● **DOCUMENT SECTION**
"""
With this in mind, I knew that my first adjustment would be too add at least three inches to the top so the skirt would start at my waist rather than below my navel. Next, I needed to add to the side seams.
Making Adjustments to a Skirt Pattern to Fit a Larger Size
I rolled the tracing paper out onto the cutting table and then laid the pattern pieces on top, using adhesive tape to hold them in place.
I then measured one inch from the pattern edge at each of the side seams and drew my new cutting lines.
Next, I added the additional inch to the side seam allowances on the facing pieces. Finally, I added three inches to the top of the skirt pattern pieces, front and back.
The final adjustment I made to this particular skirt was to create petal edges on the open ends rather than the straight edges on the pattern.
Because I only wanted to use this effect this one time, I opted to use chalk to mark this segment of cutting line directly onto the fabric.
I used the leftover fabric to make a matching tank top using one of my tried and true patterns.
When worn together, the two pieces give the illusion of a dress, especially since the pattern in the fabric comes together so perfectly.
This was purely coincidental, but one for which I am very happy to take all the credit.
Adjusting a Blouse Pattern for a Larger Person
When it came to the blouse, a lot more planning was necessary. When adjusting a blouse or jacket pattern to accommodate a larger size, it is important to remember to make adjustments to the shoulder seams, armscyes, sleeves, and sometimes even the neck bands, and collars in addition to the obvious adjustments to the side seams and facings.
In this case, as with the skirt, it was necessary for me to also add a few inches in length as well because I did not want to expose my belly button. Since the front facing pattern is attached to the blouse front, this part of the task was simplified.
I toyed with the idea of lengthening the tie ends, but decided that adding four inches to the length of the blouse was enough.
I started by cutting the pattern at the point where it instructs you to ‘lengthen or shorten here’ and taped each end to a strip of tracing paper four inches long. This pattern also has two darts at the lower edge of the back.
It didn’t seem feasible for me to extend the darts from the top point of the dart on the pattern to the new lower edge, so I drew new darts, stating at the new lower edge and ending at approximately the same distance from the bottom edge as the original darts.
I then referred to the body measurements in my notebook. At that point, it was necessary to compare my measurements with the actual pattern pieces. Adding to the side seams was the least work intensive part of the entire task of making this blouse pattern large enough to fit me properly.
Once the side seam measurements were determined, it was then necessary to adjust the sleeve and the armscye measurements. In addition to the collar, this particular pattern also has a collar band as well.
Although I didn’t change the center fold line, the shoulder and armscye measurements were changed. Therefore, I adjusted both collar and collar band pieces.
Making changes to a blouse pattern requires far more precise measurements than a skirt. Normally, my advice is measure twice and cut once. In the case of a blouse or jacket, my recommendation is measure at least three or four times before pinning your pattern to the fabric and cutting.
"""
● **GIVEN RECORDS**
"""
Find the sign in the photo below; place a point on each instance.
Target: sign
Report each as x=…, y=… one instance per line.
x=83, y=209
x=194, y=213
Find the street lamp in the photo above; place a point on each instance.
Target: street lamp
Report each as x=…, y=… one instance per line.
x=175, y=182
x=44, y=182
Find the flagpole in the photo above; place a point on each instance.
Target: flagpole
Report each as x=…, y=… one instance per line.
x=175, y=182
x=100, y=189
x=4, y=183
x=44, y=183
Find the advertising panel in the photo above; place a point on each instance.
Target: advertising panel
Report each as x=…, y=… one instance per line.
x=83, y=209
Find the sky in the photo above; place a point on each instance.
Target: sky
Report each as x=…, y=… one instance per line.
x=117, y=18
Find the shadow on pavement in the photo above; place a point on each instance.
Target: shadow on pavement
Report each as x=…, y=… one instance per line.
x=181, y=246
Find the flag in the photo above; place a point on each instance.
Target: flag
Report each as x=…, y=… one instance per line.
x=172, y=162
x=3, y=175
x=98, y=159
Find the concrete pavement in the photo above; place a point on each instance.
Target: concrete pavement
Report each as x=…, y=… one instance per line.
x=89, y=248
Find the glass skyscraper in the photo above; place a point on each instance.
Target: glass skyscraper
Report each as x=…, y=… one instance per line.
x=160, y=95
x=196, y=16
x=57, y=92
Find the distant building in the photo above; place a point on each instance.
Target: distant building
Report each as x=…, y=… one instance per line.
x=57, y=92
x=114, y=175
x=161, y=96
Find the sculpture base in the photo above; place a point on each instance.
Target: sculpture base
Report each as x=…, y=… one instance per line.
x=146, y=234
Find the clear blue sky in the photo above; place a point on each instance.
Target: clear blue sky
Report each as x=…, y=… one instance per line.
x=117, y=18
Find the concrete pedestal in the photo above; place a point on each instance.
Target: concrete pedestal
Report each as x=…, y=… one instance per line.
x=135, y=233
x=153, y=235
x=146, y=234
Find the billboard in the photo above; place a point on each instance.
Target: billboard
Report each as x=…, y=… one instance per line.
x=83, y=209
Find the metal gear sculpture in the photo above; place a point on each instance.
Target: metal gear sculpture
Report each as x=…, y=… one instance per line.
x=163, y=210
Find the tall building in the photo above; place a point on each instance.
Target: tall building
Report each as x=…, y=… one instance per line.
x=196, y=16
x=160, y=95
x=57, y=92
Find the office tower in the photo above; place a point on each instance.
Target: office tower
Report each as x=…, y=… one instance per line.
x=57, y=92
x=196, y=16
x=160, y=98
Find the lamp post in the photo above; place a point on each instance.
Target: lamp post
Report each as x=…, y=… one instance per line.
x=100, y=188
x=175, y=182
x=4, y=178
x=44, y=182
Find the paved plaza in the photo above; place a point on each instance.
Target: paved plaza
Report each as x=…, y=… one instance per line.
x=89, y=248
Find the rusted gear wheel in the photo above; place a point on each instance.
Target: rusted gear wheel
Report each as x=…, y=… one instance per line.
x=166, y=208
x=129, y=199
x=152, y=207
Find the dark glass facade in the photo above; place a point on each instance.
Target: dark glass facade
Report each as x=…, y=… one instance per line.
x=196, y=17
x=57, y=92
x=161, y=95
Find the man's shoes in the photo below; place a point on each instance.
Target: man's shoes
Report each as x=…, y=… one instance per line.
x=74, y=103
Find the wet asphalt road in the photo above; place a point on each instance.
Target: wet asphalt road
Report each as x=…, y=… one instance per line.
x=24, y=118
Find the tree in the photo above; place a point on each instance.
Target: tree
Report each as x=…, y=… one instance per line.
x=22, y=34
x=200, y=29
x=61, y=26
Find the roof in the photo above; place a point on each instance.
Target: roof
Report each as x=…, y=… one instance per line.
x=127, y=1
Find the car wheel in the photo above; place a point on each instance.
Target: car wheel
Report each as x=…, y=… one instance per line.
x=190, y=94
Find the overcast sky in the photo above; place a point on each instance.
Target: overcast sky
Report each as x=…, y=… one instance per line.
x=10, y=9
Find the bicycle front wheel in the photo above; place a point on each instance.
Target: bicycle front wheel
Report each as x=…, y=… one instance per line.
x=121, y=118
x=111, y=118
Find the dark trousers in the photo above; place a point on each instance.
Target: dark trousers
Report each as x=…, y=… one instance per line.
"""
● **EXERCISE SET**
a: From the pattern-adjustment text, list the parts of a blouse or jacket pattern that it says must be adjusted for a larger size, other than the side seams and facings.
b: Repeat the passage of the pattern-adjustment text from "I used the leftover" to "seams and facings.", word for word.

● **RESPONSE LIST**
a:
- Shoulder seams
- Armscyes
- Sleeves
- Neck bands
- Collars

b:
I used the leftover fabric to make a matching tank top using one of my tried and true patterns.
When worn together, the two pieces give the illusion of a dress, especially since the pattern in the fabric comes together so perfectly.
This was purely coincidental, but one for which I am very happy to take all the credit.
Adjusting a Blouse Pattern for a Larger Person
When it came to the blouse, a lot more planning was necessary. When adjusting a blouse or jacket pattern to accommodate a larger size, it is important to remember to make adjustments to the shoulder seams, armscyes, sleeves, and sometimes even the neck bands, and collars in addition to the obvious adjustments to the side seams and facings.